> **Written request 1**: In the motor thread, why does MarkT rule out the motor being a 3-phase device? Answer in one to three sentences.
> **Written request 2**: In the motor thread, transcribe the part that opens with the words containing "the motor is" and closes with "is the right?".

V = I x R ==> I = V/R
Let V = 220Vac
then,
Motor current per winding (in Amps) I = 220/R
The current is an unknown until you figure out the voltage, then it can be calculated using the resistance.
Find out the voltage or try different values for the calculation .
You did not include a ruler in your photo so that motor could be 3 " or 9 "
The cap size suggests it is about 3 to 5 " in size. .

the motor is 3’’
The capacitor is a 4uF and 250VAC

MarkT: When its got 4 windings, so one thing it can never be is a 3-phase anything!

Its probably a split-phase induction motor, the capacitor derives a second phase from the single-phase mains. The rotor looks to be two squirrel cages back to back, so its probably available in half this stack-length.

how can I connect it into my circuit? I mean, should I connect only 2 of the 3 cables (phase and neutral)? How to check which one is the right?

The capacitor is a 4uF and 250VAC

I may be wrong about it being a 3-phase motor but clearly I was right about the operating voltage being 220vac.

No. Don't do anything yet. You still don't know what you have or what to do with it. List the wire colors and the resistance from one color to the next. Draw a schematic on paper and post a photo of it showing where the cap was connected.

raschemmel:

The capacitor is a 4uF and 250VAC

I may be wrong about it being a 3-phase motor but clearly I was right about the operating voltage being 220vac.

No. Don’t do anything yet. You still don’t know what you have or what to do with it.
List the wire colors and the resistance from one color to the next.
Draw a schematic on paper and post a photo of it showing where the cap was connected.

@raschemme follow attached the circuit
There is a capacitor inside the motor connected to the black wire, I dont know its values

The values from the resistances are:

YELLOW / BLACK – 91 ohms
YELLOW / GRAY - 182 ohms
GRAY / BLACK - 91 ohms

Thank you!!

There is a capacitor inside the motor connected to the black wire, I dont know its values

Does it look like the 4uF cap you mentioned previously ?

220vac x SQRT(2) = 311 Vpk AC. I = V/R = 311/182=1.7 A (pk) Irms = Vrms/R = 220Vac/182 ohms = 1.2 A (yellow to gray)

Irms = Vrms/R = 220Vac/91 ohms=2.4 A (yellow /black, or grey/black)

To be honest with you I don't know enough about ac motors to tell you how to connect it. If I had to figure it out I would probably get a variac and set it a some low voltage and try different combinations but I would necessarily recommend that approach for you. Maybe someone else (like Mark) can help with the connection wiring. Do you have access to 220Vac where you are ?

> **Record excerpts**:
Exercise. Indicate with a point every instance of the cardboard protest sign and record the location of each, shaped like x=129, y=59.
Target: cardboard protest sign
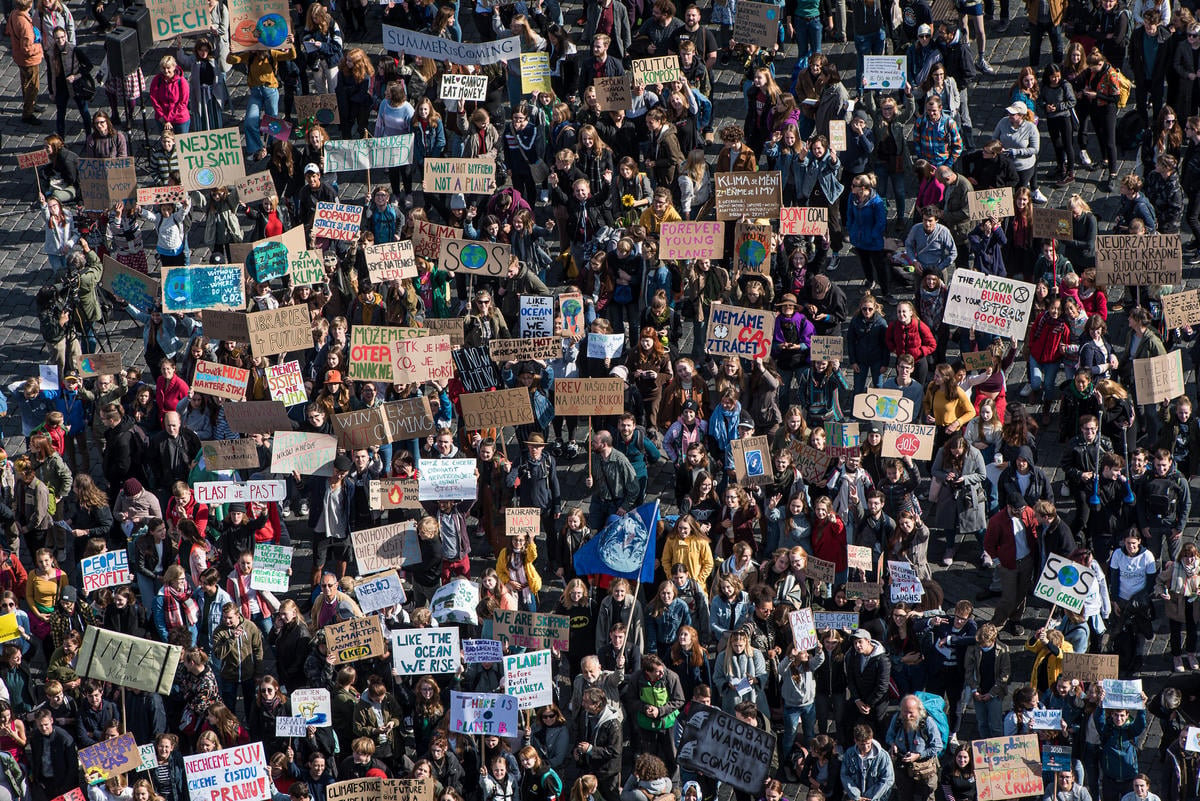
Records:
x=34, y=158
x=522, y=519
x=1158, y=378
x=255, y=187
x=280, y=330
x=394, y=493
x=911, y=440
x=358, y=638
x=527, y=678
x=1065, y=583
x=736, y=331
x=448, y=480
x=990, y=203
x=989, y=303
x=103, y=363
x=757, y=23
x=723, y=747
x=307, y=453
x=661, y=70
x=885, y=71
x=229, y=455
x=318, y=108
x=109, y=568
x=257, y=417
x=201, y=287
x=385, y=547
x=478, y=373
x=749, y=194
x=483, y=714
x=1181, y=309
x=427, y=238
x=425, y=651
x=1053, y=223
x=535, y=73
x=826, y=349
x=156, y=196
x=113, y=757
x=1122, y=694
x=379, y=591
x=213, y=158
x=127, y=661
x=456, y=602
x=519, y=350
x=1139, y=259
x=474, y=258
x=885, y=405
x=425, y=359
x=107, y=181
x=589, y=396
x=475, y=651
x=531, y=628
x=238, y=774
x=696, y=240
x=220, y=380
x=337, y=221
x=804, y=632
x=751, y=461
x=138, y=289
x=377, y=152
x=273, y=565
x=286, y=384
x=1007, y=768
x=444, y=49
x=240, y=492
x=613, y=94
x=803, y=221
x=751, y=247
x=390, y=260
x=462, y=88
x=459, y=175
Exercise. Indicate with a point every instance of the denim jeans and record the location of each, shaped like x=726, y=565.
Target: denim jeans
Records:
x=262, y=98
x=1043, y=377
x=990, y=717
x=808, y=38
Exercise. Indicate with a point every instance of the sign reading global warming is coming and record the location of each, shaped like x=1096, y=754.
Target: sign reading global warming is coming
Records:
x=989, y=303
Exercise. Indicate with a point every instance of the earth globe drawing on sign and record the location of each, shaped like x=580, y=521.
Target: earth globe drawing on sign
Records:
x=473, y=257
x=751, y=253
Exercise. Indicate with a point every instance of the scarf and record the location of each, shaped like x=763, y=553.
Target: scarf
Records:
x=179, y=608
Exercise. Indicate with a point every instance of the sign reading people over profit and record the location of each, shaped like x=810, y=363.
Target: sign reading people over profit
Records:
x=989, y=303
x=737, y=331
x=460, y=175
x=1065, y=583
x=723, y=747
x=210, y=158
x=1139, y=259
x=749, y=194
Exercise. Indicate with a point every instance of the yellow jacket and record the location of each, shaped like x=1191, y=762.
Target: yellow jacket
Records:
x=532, y=577
x=694, y=552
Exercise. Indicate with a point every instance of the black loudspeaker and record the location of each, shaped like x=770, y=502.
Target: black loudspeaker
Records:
x=121, y=47
x=138, y=18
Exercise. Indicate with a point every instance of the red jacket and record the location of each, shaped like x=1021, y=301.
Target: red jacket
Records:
x=1048, y=338
x=999, y=541
x=915, y=338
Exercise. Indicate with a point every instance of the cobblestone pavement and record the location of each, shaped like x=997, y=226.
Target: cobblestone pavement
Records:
x=23, y=269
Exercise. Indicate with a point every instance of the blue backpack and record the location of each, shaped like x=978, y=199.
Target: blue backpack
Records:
x=935, y=706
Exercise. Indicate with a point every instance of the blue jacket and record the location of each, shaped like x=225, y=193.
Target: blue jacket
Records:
x=867, y=224
x=867, y=339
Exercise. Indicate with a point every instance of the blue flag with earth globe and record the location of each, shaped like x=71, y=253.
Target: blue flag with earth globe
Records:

> **Exercise result 1**: MarkT rules it out because the motor has 4 windings. With that count, it can never be a 3-phase anything.

> **Exercise result 2**:
the motor is 3’’
The capacitor is a 4uF and 250VAC

MarkT: When its got 4 windings, so one thing it can never be is a 3-phase anything!

Its probably a split-phase induction motor, the capacitor derives a second phase from the single-phase mains. The rotor looks to be two squirrel cages back to back, so its probably available in half this stack-length.

how can I connect it into my circuit? I mean, should I connect only 2 of the 3 cables (phase and neutral)? How to check which one is the right?